● Written instruction a:
In the probate fees article, what is the official name for probate fees in Ontario?

━━ Article

Probate fees (officially called Estate Administration Tax in Ontario) are often viewed as avoidable costs that can reduce the value of your Estate. With proper planning, you can significantly reduce—if not eliminate—probate fees and ensure more of your assets go directly to your loved ones.
Smart Strategies for Your Estate Plan
- Joint Ownership with Right of Survivorship
Holding assets jointly with another person (usually a spouse) ensures that, upon your death, the assets pass directly to the surviving owner and bypass probate. Common examples include real estate, joint bank accounts, and investment properties. However, joint ownership also comes with risks, such as exposure to the co-owner’s creditors, tax implications, and potential family disputes, so take care in choosing your joint owner.
- Naming Beneficiaries Directly
Assets like RRSPs, RRIFs, TFSAs, and life insurance can have named beneficiaries. When you designate a beneficiary on these accounts, the proceeds transfer directly to them and avoid the probate process. Regularly review your designations to ensure they reflect your current wishes. Final Reminder: Always add a Contingent Beneficiary just in case disaster hits you and your named Beneficiary.

━━━━
━━ Data listing

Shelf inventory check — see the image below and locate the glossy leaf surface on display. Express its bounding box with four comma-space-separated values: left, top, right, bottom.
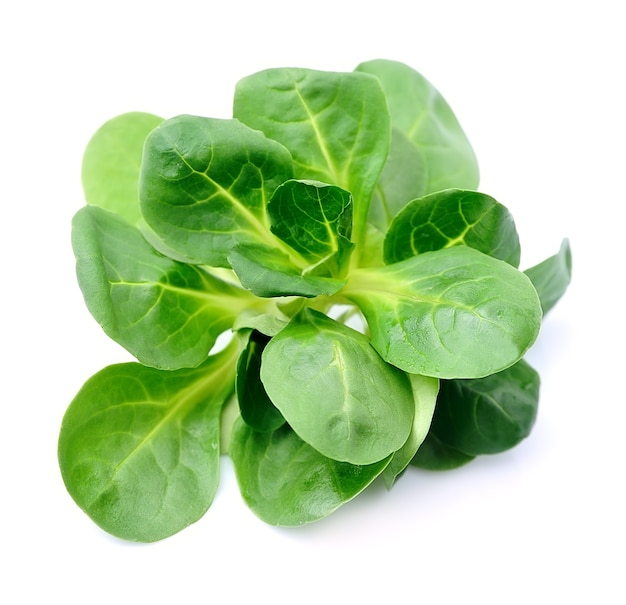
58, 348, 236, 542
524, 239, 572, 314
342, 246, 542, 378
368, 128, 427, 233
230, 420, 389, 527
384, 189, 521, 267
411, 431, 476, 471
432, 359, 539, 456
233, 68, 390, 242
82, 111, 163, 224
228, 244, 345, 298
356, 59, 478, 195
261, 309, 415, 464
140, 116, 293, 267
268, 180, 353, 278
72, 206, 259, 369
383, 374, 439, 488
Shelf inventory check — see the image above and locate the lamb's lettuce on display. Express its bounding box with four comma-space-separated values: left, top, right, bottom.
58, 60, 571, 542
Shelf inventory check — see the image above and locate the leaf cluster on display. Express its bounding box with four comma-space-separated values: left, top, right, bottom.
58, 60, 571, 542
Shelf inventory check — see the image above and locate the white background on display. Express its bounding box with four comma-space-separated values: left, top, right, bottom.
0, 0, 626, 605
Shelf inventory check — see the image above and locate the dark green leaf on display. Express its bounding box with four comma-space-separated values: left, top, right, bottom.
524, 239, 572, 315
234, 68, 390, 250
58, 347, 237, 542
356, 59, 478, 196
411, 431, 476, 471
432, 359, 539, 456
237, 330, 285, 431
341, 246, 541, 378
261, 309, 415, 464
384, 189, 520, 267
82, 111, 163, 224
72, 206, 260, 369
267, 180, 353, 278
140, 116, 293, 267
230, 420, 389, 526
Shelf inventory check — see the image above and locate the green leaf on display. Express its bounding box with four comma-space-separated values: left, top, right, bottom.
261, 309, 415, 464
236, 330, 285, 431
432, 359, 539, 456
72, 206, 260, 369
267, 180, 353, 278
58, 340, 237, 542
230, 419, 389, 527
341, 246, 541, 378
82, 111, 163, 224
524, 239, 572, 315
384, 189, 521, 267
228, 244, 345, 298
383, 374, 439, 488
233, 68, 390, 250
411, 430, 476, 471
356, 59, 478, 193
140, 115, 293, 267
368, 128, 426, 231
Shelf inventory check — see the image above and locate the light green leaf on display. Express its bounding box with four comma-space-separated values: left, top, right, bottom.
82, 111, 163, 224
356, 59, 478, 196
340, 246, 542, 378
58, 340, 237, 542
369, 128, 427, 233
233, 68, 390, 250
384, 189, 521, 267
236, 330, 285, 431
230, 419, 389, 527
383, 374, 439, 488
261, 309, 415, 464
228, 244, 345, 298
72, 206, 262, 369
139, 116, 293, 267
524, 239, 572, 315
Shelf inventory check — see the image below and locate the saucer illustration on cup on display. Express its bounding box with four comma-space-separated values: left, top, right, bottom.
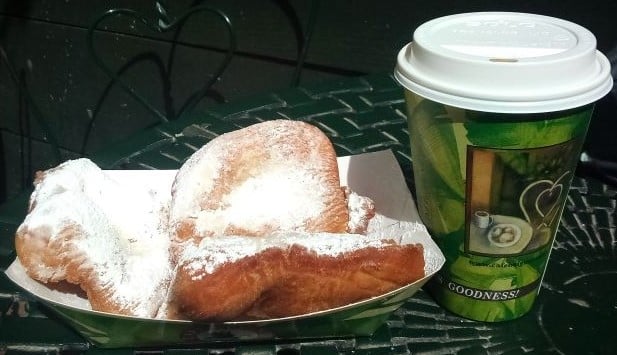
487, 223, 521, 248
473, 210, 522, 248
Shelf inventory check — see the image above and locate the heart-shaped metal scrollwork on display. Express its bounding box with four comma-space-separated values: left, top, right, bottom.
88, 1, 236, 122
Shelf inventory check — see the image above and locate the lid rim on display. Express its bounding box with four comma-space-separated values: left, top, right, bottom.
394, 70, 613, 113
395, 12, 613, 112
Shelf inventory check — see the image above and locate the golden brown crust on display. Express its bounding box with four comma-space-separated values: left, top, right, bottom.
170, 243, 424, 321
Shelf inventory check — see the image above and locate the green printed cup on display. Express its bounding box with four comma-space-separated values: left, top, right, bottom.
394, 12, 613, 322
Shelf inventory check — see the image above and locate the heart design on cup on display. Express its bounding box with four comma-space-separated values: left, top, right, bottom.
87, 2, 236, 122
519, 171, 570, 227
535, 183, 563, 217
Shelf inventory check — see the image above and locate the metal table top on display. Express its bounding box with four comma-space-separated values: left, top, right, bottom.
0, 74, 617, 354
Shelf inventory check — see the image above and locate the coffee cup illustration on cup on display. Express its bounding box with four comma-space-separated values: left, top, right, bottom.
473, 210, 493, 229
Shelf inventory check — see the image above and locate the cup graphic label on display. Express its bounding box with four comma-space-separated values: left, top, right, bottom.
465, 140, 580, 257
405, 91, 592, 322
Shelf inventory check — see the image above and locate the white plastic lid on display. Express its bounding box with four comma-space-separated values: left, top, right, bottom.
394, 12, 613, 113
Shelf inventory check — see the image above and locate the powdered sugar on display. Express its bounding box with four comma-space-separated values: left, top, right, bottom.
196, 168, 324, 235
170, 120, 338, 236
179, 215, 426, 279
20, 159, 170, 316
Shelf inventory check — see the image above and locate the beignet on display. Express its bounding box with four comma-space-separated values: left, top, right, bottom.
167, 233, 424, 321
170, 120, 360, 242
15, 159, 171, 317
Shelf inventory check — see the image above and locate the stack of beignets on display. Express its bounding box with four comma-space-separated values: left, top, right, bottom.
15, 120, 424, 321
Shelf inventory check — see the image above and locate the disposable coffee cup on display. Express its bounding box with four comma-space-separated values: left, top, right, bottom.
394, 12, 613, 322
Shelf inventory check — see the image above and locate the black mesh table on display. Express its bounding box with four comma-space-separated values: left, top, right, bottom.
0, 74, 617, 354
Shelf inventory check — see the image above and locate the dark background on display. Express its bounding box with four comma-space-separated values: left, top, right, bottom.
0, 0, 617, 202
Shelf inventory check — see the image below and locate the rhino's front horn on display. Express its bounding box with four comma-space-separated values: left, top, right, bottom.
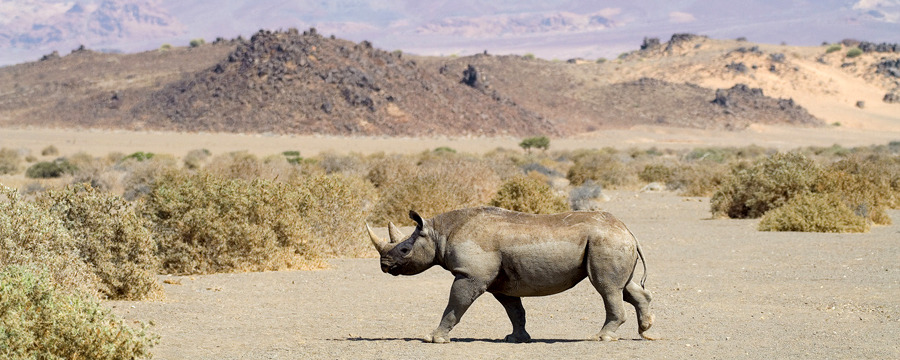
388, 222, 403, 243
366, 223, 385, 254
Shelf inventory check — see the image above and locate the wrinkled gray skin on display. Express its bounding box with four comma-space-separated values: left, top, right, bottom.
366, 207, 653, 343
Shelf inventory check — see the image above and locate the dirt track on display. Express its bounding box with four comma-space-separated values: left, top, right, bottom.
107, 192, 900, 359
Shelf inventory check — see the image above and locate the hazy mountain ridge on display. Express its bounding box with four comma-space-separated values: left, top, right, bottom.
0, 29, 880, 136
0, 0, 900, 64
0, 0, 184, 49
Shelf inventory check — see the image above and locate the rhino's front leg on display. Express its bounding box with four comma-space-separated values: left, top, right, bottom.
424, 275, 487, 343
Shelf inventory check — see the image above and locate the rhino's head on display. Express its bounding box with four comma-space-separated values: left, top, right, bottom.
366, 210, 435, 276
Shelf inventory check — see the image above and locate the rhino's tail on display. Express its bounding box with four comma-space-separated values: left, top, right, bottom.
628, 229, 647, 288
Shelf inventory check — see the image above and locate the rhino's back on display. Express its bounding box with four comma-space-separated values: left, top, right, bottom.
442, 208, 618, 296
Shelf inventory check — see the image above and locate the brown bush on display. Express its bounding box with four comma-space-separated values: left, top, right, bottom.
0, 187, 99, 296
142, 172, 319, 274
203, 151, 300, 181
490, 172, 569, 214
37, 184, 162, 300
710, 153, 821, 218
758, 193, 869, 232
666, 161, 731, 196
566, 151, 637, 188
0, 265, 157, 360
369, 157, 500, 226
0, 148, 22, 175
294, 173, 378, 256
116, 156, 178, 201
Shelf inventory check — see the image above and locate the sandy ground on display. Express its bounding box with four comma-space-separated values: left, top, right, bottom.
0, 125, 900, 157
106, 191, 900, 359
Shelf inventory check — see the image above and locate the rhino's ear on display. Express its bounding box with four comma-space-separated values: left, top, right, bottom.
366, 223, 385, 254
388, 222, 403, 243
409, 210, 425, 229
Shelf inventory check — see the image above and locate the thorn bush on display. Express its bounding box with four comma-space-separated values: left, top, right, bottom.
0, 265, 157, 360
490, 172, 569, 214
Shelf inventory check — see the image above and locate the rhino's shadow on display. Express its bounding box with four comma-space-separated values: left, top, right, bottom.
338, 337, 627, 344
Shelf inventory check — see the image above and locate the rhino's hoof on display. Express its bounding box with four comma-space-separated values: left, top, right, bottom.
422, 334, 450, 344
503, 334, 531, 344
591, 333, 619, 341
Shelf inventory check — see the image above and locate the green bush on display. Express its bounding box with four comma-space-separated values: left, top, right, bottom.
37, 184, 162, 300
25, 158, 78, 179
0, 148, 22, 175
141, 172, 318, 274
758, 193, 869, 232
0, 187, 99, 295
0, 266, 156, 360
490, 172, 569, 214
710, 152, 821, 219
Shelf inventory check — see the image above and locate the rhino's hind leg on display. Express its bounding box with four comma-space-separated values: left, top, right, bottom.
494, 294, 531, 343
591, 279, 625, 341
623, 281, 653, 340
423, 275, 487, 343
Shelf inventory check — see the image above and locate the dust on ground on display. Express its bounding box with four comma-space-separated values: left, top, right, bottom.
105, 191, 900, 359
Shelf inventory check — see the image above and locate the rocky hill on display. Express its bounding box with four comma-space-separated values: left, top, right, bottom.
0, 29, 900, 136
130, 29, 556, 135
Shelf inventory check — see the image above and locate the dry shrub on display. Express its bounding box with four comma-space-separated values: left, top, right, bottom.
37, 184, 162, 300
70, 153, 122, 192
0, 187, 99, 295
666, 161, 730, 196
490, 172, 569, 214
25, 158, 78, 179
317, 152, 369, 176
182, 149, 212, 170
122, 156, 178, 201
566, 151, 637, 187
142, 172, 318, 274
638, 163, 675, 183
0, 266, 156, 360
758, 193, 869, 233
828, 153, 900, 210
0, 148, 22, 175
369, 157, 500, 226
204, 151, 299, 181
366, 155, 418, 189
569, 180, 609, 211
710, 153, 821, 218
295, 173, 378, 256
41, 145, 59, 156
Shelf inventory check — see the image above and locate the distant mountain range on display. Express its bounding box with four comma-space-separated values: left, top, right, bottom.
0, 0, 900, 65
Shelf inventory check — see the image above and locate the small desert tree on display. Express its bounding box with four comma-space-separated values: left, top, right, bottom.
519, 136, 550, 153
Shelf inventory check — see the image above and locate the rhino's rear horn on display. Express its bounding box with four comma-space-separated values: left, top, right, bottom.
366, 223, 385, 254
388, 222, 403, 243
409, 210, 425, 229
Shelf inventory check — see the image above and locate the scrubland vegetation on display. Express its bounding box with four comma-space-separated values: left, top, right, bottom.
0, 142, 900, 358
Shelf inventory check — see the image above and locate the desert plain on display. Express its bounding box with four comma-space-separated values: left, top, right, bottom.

━━━━

● Written instruction b:
From the listing, set down the lines verbatim, starting at the line that contains "locate the hazy" and ending at the line that contains "424, 275, 487, 343".

● Written answer a:
Estate Administration Tax

● Written answer b:
Shelf inventory check — see the image above and locate the hazy mountain ridge on display. Express its bounding box with four comma-space-separated values: left, top, right, bottom.
0, 29, 880, 136
0, 0, 900, 64
0, 0, 184, 49
Shelf inventory check — see the image above and locate the rhino's front leg on display. Express its bounding box with four comma-space-separated values: left, top, right, bottom.
424, 275, 487, 343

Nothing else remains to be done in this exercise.